Task requirements. Starting at the beginning of the listing and ending at the line containing "32 37 L 31 35", write out every line again, requests included. Multiply each path coordinate in the answers by 0.55 and round it to a whole number, rounding halves up.

**** Provided entries

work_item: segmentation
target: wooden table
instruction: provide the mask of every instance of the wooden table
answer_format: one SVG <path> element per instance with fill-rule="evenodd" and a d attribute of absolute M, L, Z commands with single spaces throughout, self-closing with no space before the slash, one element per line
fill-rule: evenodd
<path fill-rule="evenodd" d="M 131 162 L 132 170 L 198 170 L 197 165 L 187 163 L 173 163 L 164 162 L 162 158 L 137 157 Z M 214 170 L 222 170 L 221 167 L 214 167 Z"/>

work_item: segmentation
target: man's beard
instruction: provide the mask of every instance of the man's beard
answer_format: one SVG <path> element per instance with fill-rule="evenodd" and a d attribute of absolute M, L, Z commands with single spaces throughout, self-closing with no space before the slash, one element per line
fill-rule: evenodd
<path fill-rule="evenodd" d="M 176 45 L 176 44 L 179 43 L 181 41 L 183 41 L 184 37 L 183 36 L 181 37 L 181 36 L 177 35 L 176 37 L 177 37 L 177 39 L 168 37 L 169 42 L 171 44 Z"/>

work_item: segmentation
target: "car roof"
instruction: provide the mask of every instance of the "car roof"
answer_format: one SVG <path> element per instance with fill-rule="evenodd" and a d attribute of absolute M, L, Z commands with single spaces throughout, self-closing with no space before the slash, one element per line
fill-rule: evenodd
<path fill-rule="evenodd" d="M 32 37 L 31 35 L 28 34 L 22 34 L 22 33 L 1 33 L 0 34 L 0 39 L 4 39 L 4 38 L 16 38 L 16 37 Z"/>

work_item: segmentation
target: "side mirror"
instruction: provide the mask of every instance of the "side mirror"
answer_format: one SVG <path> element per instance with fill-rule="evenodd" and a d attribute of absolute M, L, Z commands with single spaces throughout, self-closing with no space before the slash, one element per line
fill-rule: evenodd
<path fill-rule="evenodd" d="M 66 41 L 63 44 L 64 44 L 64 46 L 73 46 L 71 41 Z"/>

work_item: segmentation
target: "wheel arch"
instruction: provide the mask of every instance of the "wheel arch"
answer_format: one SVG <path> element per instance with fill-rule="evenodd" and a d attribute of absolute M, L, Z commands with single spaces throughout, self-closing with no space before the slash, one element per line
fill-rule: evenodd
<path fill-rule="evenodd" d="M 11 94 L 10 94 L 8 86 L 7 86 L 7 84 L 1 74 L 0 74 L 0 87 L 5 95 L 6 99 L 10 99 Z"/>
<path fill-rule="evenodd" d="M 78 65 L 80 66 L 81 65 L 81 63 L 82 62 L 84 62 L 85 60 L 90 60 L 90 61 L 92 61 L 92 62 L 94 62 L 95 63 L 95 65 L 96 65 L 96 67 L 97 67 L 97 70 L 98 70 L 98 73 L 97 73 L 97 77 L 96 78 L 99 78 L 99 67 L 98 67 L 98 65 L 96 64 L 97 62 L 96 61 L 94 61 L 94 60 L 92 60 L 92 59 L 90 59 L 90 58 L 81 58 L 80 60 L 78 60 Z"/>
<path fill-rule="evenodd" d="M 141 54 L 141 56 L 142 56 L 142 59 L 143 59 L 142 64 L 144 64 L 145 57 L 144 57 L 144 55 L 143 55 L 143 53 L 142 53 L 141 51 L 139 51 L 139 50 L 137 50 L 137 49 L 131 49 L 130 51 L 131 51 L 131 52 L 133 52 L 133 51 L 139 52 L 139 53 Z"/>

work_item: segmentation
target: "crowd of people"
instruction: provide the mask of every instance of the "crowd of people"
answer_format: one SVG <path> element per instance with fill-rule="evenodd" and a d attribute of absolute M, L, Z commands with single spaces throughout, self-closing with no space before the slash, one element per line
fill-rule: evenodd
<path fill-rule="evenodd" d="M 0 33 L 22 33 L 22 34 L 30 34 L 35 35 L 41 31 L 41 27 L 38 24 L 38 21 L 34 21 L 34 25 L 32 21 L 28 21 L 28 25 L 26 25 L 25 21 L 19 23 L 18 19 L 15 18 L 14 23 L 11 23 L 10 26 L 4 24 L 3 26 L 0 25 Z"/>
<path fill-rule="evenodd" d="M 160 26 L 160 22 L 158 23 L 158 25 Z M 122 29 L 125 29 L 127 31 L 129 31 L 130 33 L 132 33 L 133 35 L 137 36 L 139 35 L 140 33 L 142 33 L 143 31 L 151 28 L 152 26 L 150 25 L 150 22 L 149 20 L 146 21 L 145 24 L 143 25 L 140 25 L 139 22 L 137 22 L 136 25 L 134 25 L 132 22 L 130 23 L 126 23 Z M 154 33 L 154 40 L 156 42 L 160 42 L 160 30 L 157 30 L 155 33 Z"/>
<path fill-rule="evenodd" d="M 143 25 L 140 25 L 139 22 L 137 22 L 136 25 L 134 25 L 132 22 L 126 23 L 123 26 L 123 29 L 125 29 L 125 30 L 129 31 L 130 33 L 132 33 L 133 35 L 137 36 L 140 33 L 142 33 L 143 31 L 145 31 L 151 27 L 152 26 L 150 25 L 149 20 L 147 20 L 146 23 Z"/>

********

Response below.
work_item: segmentation
target: wooden table
instruction: provide the mask of every instance of the wooden table
answer_format: one SVG <path> element per instance with fill-rule="evenodd" and a d attribute of absolute M, L, Z commands with single spaces throughout, self-closing with no space before the slash, one element per line
fill-rule: evenodd
<path fill-rule="evenodd" d="M 72 89 L 73 94 L 109 94 L 108 91 L 103 90 L 95 90 L 90 89 L 89 87 L 75 86 Z M 118 94 L 122 94 L 122 92 L 118 92 Z"/>

work_item: segmentation
target: man's beard
instruction: provide the mask of every instance of the man's beard
answer_format: one SVG <path> element per instance with fill-rule="evenodd" and a d attribute of absolute M, L, Z commands with single spaces throughout, self-closing with no space before the slash, one element per line
fill-rule: evenodd
<path fill-rule="evenodd" d="M 97 25 L 97 24 L 98 24 L 100 23 L 101 23 L 101 20 L 101 20 L 100 20 L 100 20 L 97 19 L 97 20 L 97 20 L 97 21 L 92 20 L 93 23 L 94 24 Z"/>

work_item: segmentation
target: "car roof"
instruction: provide the mask of every instance of the "car roof"
answer_format: one SVG <path> element per instance with fill-rule="evenodd" and a d attribute of absolute M, L, Z commands with single spaces throughout, self-closing with no space before the slash, one element per line
fill-rule: evenodd
<path fill-rule="evenodd" d="M 18 20 L 17 19 L 15 19 L 12 19 L 12 18 L 1 18 L 0 19 L 0 21 L 2 21 L 2 21 L 9 21 L 9 20 Z"/>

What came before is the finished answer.